::: Document

It turns out that there's even an International Society for Ecological Economics. And most considerately, the site carries an entire volume, an ebook entitled An Introduction to Ecological Economics. Chapter 2, here, gives a brief historical run-down of the development of the theory and, in reference to the shortcomings of Marxism, says,
Marx and his followers in communist countries have made a negative contribution to the allocative efficiency problem, even while highlighting issues of just distribution. Their ideological rejection of rent and interest as necessary prices, and their insistence on a labor theory of value that neglected nature’s contribution were responsible for much of the environmental destruction in communist countries.
Well, that's what I said four years ago. I could have saved myself a lot of pfaffing around if I'd had the sense back then to do some simple checking.
Bugger.
25 comments:
More balls. Marx didn't reject the contribution of nature. In fact, he said the development of capitalism would necessarily exhaust the two sources of its wealth: the worker and the soil. As for "allocative efficiency", are you then a "market socialist", or "market anarchist", John?

::::::

Instruction a
According to the passage on ecological economics, what does the quoted chapter hold responsible for much of the environmental destruction in communist countries? Answer in one to three sentences.
The listing that follows is unrelated to the passage on ecological economics.

::: Information supplied

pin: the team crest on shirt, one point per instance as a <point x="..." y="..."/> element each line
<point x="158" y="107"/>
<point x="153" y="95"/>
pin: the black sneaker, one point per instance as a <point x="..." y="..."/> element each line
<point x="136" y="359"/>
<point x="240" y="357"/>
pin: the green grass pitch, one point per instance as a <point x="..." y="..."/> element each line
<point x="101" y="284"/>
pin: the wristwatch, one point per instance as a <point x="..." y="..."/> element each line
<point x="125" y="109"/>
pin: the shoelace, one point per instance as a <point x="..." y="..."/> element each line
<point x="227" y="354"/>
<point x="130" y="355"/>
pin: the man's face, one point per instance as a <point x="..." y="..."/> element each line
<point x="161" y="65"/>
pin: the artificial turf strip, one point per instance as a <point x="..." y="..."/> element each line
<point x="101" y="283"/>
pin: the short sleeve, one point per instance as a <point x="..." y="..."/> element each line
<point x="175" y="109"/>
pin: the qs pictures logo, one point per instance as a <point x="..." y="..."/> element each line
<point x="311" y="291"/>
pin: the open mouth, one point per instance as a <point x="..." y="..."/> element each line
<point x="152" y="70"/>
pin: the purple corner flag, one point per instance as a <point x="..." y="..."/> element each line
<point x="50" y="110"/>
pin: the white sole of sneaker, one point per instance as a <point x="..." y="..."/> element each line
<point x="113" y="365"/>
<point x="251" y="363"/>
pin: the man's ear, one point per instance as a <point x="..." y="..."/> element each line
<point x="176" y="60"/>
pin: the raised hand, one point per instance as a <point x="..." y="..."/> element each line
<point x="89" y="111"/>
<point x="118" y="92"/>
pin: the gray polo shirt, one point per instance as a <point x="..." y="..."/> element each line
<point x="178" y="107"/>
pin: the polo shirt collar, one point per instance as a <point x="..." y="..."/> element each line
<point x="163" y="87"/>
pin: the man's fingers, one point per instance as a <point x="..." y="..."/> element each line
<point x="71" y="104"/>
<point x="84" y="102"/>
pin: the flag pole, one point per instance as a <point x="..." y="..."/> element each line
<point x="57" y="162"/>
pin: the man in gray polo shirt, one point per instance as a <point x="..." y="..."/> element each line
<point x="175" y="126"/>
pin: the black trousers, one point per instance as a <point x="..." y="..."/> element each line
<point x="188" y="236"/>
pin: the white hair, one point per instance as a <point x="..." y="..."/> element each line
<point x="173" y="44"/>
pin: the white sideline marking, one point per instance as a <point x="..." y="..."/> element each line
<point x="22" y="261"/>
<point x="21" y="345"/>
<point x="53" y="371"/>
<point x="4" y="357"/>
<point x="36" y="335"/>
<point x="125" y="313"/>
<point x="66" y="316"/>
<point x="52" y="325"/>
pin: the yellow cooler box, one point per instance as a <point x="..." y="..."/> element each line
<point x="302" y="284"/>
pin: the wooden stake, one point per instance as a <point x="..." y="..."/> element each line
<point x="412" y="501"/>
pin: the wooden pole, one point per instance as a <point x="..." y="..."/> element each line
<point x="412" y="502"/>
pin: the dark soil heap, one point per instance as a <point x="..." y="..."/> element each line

::::::

Instruction b
Reproduce the lines of the listing verbatim, starting with the line that contains "pin: the qs" and going on through the last line of the listing.

Written reply a
The chapter blames the ideological rejection by Marx and his followers of rent and interest as necessary prices. It also blames their insistence on a labor theory of value that neglected nature's contribution.

Written reply b
pin: the qs pictures logo, one point per instance as a <point x="..." y="..."/> element each line
<point x="311" y="291"/>
pin: the open mouth, one point per instance as a <point x="..." y="..."/> element each line
<point x="152" y="70"/>
pin: the purple corner flag, one point per instance as a <point x="..." y="..."/> element each line
<point x="50" y="110"/>
pin: the white sole of sneaker, one point per instance as a <point x="..." y="..."/> element each line
<point x="113" y="365"/>
<point x="251" y="363"/>
pin: the man's ear, one point per instance as a <point x="..." y="..."/> element each line
<point x="176" y="60"/>
pin: the raised hand, one point per instance as a <point x="..." y="..."/> element each line
<point x="89" y="111"/>
<point x="118" y="92"/>
pin: the gray polo shirt, one point per instance as a <point x="..." y="..."/> element each line
<point x="178" y="107"/>
pin: the polo shirt collar, one point per instance as a <point x="..." y="..."/> element each line
<point x="163" y="87"/>
pin: the man's fingers, one point per instance as a <point x="..." y="..."/> element each line
<point x="71" y="104"/>
<point x="84" y="102"/>
pin: the flag pole, one point per instance as a <point x="..." y="..."/> element each line
<point x="57" y="162"/>
pin: the man in gray polo shirt, one point per instance as a <point x="..." y="..."/> element each line
<point x="175" y="126"/>
pin: the black trousers, one point per instance as a <point x="..." y="..."/> element each line
<point x="188" y="236"/>
pin: the white hair, one point per instance as a <point x="..." y="..."/> element each line
<point x="173" y="44"/>
pin: the white sideline marking, one point per instance as a <point x="..." y="..."/> element each line
<point x="22" y="261"/>
<point x="21" y="345"/>
<point x="53" y="371"/>
<point x="4" y="357"/>
<point x="36" y="335"/>
<point x="125" y="313"/>
<point x="66" y="316"/>
<point x="52" y="325"/>
pin: the yellow cooler box, one point per instance as a <point x="..." y="..."/> element each line
<point x="302" y="284"/>
pin: the wooden stake, one point per instance as a <point x="..." y="..."/> element each line
<point x="412" y="501"/>
pin: the wooden pole, one point per instance as a <point x="..." y="..."/> element each line
<point x="412" y="502"/>
pin: the dark soil heap, one point per instance as a <point x="..." y="..."/> element each line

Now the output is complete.